** BEGIN **

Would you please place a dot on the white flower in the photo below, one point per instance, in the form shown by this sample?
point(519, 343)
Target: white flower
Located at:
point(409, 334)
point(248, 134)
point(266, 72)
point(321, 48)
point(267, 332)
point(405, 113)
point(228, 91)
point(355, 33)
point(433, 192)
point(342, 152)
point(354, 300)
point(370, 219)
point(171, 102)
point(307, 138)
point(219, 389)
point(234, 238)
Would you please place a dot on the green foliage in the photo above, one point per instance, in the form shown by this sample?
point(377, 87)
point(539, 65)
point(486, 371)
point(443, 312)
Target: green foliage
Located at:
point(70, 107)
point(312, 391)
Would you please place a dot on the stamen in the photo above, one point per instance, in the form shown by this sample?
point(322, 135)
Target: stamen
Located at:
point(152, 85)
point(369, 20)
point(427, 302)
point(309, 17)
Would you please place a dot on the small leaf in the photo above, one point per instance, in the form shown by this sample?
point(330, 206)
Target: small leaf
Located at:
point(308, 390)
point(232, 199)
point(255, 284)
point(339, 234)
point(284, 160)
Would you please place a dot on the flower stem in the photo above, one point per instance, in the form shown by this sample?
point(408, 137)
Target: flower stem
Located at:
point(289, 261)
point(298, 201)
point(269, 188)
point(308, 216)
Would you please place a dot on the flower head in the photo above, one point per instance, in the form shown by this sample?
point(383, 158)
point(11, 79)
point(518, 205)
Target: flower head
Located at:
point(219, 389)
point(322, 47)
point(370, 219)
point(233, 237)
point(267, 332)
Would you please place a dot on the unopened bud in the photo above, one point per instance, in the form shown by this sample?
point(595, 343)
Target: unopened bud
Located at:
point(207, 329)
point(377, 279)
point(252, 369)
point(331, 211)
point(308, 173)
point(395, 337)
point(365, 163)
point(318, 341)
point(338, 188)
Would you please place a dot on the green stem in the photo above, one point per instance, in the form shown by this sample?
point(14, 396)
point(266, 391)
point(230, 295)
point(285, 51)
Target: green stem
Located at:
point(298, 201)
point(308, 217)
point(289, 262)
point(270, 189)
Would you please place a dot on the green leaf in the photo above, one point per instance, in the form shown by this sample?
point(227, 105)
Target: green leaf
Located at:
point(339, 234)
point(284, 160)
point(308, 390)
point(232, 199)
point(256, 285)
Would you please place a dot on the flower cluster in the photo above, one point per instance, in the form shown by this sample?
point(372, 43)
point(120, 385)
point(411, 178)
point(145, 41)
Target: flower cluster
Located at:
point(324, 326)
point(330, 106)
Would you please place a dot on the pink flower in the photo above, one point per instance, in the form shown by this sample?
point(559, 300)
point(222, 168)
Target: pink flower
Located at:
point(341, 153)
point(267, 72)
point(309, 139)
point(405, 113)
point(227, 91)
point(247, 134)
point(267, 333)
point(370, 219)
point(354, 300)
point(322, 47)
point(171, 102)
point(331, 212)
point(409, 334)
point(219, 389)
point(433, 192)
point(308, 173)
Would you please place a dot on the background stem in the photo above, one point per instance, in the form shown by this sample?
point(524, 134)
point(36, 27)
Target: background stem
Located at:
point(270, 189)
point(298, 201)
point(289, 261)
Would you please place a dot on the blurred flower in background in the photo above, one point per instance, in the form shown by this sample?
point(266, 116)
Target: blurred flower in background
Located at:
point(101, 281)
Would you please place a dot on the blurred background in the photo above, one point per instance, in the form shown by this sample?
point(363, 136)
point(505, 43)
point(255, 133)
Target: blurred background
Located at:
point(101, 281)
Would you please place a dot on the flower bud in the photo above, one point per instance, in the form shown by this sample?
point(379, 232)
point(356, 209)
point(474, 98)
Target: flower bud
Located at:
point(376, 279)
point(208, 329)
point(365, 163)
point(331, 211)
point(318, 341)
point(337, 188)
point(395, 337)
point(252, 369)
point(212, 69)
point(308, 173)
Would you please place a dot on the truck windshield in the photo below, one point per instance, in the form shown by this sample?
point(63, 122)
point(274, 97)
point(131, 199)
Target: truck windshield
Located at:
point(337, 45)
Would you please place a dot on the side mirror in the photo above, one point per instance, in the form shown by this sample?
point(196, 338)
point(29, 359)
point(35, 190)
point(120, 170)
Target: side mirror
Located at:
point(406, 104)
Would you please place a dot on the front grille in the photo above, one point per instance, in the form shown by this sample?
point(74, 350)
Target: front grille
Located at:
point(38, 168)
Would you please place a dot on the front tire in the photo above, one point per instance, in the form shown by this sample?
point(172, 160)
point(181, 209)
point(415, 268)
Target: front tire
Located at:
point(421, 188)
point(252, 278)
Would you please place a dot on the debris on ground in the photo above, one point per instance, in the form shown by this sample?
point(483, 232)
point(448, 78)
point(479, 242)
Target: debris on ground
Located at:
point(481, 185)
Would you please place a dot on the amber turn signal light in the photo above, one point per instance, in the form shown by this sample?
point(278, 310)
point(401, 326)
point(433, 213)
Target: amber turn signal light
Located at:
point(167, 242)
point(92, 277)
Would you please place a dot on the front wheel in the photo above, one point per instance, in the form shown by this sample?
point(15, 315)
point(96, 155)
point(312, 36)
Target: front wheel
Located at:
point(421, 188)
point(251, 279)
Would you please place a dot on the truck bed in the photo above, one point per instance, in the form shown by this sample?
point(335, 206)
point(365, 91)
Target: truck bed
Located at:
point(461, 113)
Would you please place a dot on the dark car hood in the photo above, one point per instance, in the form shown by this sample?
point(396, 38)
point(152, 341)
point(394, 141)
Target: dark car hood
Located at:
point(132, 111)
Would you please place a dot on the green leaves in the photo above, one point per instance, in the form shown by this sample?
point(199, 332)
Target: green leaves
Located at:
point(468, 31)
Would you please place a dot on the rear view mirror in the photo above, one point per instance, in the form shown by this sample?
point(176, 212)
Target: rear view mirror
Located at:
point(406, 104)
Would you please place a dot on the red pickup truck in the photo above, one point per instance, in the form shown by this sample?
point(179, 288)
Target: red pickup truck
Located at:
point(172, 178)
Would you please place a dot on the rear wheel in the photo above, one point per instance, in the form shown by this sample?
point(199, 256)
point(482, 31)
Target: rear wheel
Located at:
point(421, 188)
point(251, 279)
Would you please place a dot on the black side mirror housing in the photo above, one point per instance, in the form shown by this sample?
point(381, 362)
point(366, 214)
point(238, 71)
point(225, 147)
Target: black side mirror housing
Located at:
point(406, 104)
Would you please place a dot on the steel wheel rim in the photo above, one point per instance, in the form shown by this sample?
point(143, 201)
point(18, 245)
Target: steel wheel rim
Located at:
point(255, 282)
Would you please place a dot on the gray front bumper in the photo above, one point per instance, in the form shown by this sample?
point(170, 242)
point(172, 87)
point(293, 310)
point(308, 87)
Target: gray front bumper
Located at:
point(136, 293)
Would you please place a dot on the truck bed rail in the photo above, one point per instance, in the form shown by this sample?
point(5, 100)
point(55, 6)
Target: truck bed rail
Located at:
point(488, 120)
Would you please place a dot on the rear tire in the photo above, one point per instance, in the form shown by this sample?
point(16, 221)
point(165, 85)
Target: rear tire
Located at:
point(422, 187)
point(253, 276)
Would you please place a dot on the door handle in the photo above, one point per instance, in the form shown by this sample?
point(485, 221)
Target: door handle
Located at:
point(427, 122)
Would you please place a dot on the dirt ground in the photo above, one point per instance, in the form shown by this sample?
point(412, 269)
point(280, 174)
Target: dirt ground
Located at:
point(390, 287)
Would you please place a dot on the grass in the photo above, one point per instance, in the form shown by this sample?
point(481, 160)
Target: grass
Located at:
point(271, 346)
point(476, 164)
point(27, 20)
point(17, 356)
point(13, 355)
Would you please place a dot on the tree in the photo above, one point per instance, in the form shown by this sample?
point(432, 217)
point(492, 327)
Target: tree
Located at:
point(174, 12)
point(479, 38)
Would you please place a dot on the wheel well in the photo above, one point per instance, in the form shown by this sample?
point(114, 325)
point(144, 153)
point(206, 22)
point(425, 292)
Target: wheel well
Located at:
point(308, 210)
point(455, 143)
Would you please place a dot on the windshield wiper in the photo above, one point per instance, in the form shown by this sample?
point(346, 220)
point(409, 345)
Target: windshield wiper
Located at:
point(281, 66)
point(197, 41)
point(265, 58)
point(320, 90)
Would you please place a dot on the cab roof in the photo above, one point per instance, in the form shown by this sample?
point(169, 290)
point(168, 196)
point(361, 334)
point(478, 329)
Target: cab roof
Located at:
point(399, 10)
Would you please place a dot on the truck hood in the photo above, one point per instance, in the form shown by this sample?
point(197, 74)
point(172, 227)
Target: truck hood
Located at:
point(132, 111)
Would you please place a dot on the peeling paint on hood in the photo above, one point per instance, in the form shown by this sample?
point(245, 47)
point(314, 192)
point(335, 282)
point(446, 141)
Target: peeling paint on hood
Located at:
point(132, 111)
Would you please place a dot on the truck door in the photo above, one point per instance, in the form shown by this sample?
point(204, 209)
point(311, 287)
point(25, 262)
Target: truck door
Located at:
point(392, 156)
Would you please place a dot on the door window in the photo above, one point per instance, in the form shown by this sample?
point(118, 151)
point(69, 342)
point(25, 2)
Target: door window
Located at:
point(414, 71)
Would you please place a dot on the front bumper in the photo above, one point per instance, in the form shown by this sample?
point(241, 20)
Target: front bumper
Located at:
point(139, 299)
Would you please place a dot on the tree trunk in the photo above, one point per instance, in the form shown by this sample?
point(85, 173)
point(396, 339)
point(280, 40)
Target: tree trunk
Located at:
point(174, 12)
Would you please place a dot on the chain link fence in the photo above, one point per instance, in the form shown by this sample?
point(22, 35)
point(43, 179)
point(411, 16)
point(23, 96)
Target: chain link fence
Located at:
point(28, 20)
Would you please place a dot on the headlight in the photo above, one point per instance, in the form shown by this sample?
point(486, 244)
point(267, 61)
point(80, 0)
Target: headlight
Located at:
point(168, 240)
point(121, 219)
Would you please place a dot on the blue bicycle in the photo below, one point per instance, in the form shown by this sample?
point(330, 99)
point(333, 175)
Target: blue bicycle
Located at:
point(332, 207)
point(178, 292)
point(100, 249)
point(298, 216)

** END **

Format the data from the line with "Would you please place a dot on the dark" to the line with "point(468, 31)" as a JSON list of strings, one string per line, leaving out blank lines.

[
  "Would you please place a dot on the dark car hood in the photo above, one point per instance, in the form shown by this sample?",
  "point(396, 38)",
  "point(152, 341)",
  "point(394, 141)",
  "Target: dark car hood",
  "Located at:",
  "point(132, 111)",
  "Would you please place a dot on the green leaves in the photo above, one point per instance, in the form shown by this sample?",
  "point(199, 332)",
  "Target: green leaves",
  "Located at:",
  "point(468, 31)"
]